== STORED ROWS ==
==============================

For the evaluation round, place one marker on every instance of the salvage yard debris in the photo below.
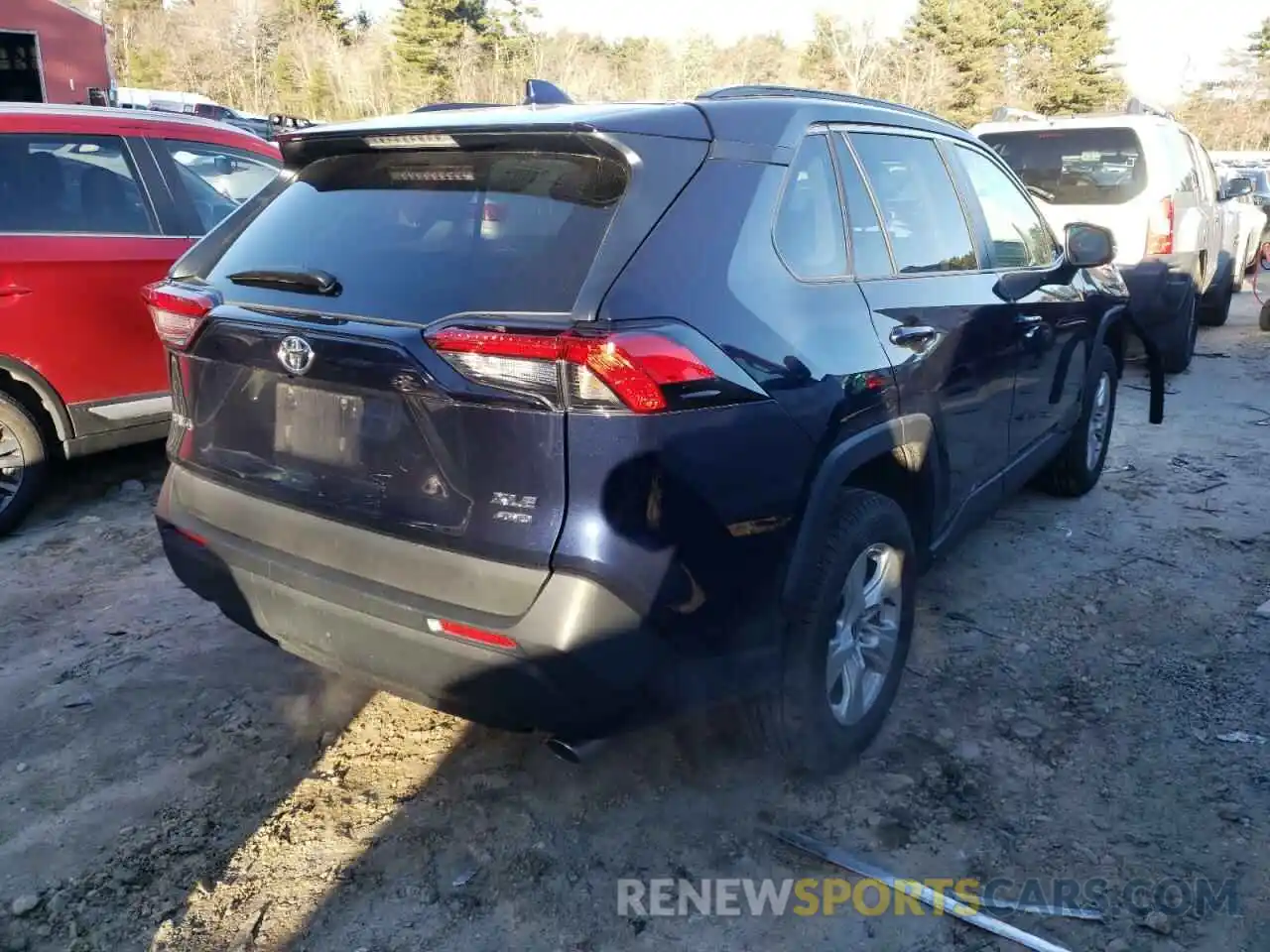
(959, 907)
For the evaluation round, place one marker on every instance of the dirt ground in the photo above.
(169, 782)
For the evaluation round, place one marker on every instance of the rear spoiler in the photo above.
(536, 93)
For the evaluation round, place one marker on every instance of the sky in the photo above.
(1164, 45)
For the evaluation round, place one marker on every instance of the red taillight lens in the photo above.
(1160, 230)
(615, 371)
(177, 311)
(468, 633)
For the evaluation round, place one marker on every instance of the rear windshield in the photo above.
(1076, 167)
(422, 235)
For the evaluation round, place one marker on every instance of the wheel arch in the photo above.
(28, 386)
(896, 458)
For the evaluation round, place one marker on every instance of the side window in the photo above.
(1019, 235)
(1187, 160)
(919, 203)
(869, 254)
(216, 179)
(810, 234)
(71, 185)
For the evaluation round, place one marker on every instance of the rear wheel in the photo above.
(846, 639)
(1182, 347)
(1218, 311)
(1078, 468)
(23, 462)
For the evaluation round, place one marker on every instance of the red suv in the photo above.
(95, 203)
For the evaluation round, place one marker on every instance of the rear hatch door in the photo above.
(321, 393)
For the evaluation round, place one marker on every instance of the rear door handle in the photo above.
(907, 336)
(1032, 321)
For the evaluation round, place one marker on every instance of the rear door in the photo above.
(79, 239)
(952, 341)
(1052, 324)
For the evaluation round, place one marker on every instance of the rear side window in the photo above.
(70, 184)
(1102, 166)
(216, 179)
(919, 203)
(869, 254)
(810, 234)
(418, 236)
(1019, 236)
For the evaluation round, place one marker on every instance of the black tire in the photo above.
(19, 430)
(1072, 472)
(797, 720)
(1215, 313)
(1180, 349)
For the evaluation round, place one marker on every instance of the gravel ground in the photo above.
(169, 782)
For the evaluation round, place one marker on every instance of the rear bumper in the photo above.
(581, 662)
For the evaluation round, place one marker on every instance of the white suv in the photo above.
(1148, 179)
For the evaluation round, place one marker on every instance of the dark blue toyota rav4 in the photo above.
(566, 417)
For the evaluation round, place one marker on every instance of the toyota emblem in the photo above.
(296, 356)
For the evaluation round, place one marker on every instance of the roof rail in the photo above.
(543, 93)
(439, 107)
(1137, 107)
(760, 89)
(1008, 113)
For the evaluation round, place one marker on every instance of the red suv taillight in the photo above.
(640, 371)
(177, 311)
(1160, 230)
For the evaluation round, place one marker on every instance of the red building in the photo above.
(50, 53)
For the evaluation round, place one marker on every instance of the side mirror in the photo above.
(1088, 245)
(1237, 188)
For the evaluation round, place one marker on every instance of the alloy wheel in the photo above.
(1098, 416)
(866, 633)
(12, 466)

==============================

== WHAT THE EXERCISE ASKS ==
Write out each line from the one containing "tire in the photo above." through the last line of the items as a numbered list, skipping any blank lines.

== REPLY ==
1. For the evaluation round, place one marker on every instance of the black tire in the photo above.
2. (19, 430)
3. (1072, 472)
4. (797, 720)
5. (1215, 313)
6. (1180, 349)
7. For the evaluation round, place one marker on every instance of the gravel ground in the photo above.
8. (169, 782)
9. For the evaluation round, place one marker on every instance of the rear bumper in the photo above.
10. (581, 662)
11. For the evaluation round, place one marker on every instance of the white suv in the photo above.
12. (1148, 179)
13. For the evaluation round, place one marker on every instance of the dark blue toyota rav4 in the photo above.
14. (566, 417)
15. For the evaluation round, place one marker on every instance of the toyota emblem in the photo above.
16. (296, 356)
17. For the evaluation round, place one marker on every instance of the roof rail in the photo above.
18. (543, 93)
19. (439, 107)
20. (1137, 107)
21. (760, 89)
22. (1008, 113)
23. For the evaluation round, place one marker on every instance of the red suv taillight in the photo above.
24. (640, 371)
25. (177, 311)
26. (1160, 230)
27. For the evaluation round, place one marker on every instance of the red building in the photo above.
28. (50, 53)
29. For the evaluation round, place one marker on every instance of the side mirror in the photo above.
30. (1088, 245)
31. (1237, 188)
32. For the evaluation round, place one marker on every instance of the alloy wheel in the photo above.
33. (1098, 416)
34. (866, 633)
35. (12, 466)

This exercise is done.